Good Music Brighter Children is written for parents, educators or anyone who wants to build a bigger, better brain using music. Scientific studies indicate that children introduced to classical music at a young age read earlier and perform better on achievement tests. Adults can also revive tired brain cells using music. This book gives you a step-by-step program that any parent or individual can follow. You’ll discover how introducing your children to good music can accelerate language development, improve math and science skills, enhance physical coordination, strengthen memory and reading retention, and benefit children with learning disabilities. Discover how to choose an instrument and music teacher for your child; how to get your kids to practice and how character traits such as confidence, responsibility, creativity and teamwork are taught when learning a musical instrument. Learn how to introduce your child to the music community and how to appreciate all kinds of music. Last, if you want to advocate for music in your schools, this book gives the ammunition and data to do so. Also includes a 35-page Resource Section on the best music, books, and DVDs for kids.
Praise for the Book
Largest Independent Book Reviewer in the U.S.: Kirkus Indie, Kirkus Media, LLC
“With a scientist’s eye and an artist’s voice, Habermeyer examines everything from the benefits of music for the developing brain to music’s ability to improve cultural awareness. This is an encyclopedic, invaluable resource for anyone who believes in music education. A magnum opus, fact-filled and inspiring on the benefits of music.”
-Kirkus Indie, Kirkus Media, LLC
National Music Organization: Music and the Brain
“A great resource for both parents and teachers. Anyone interested in music or the overall well-being of children will not be able to put this book down.”

- **Directions for this task**
According to the book description, how long is the Resource Section?

- **Data shown**
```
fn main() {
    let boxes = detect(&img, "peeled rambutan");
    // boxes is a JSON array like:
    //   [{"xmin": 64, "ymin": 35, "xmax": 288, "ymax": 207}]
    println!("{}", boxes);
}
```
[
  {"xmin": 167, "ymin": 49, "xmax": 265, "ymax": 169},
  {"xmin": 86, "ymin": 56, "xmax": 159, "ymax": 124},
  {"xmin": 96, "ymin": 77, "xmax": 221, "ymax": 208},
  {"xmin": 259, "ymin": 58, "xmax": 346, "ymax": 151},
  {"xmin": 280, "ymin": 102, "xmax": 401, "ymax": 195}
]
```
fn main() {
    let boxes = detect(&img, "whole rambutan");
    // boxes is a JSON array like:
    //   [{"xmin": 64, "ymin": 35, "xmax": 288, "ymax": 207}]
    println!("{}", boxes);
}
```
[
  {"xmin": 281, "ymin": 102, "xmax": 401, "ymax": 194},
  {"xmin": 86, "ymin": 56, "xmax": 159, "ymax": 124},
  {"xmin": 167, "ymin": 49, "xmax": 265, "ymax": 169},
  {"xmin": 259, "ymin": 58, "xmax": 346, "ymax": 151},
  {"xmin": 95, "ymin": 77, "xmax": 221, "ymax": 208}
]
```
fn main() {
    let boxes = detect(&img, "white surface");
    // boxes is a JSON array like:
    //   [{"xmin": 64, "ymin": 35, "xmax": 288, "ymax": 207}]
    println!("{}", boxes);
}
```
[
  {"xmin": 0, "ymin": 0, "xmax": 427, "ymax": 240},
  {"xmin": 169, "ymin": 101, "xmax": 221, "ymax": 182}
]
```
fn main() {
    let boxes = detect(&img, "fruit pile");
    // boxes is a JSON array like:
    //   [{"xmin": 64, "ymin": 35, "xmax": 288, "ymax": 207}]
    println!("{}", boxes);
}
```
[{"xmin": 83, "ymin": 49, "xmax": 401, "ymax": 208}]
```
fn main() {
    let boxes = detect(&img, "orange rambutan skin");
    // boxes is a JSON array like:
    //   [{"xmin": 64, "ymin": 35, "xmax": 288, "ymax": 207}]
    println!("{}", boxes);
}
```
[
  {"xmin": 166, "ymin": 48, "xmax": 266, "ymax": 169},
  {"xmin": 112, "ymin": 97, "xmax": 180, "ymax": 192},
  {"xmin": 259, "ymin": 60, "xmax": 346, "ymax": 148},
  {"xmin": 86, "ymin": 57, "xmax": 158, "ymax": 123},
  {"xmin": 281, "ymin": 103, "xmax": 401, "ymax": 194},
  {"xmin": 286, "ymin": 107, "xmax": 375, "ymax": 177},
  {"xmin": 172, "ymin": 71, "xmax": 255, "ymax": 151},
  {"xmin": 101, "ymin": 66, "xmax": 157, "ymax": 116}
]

- **Response box**
35 pages.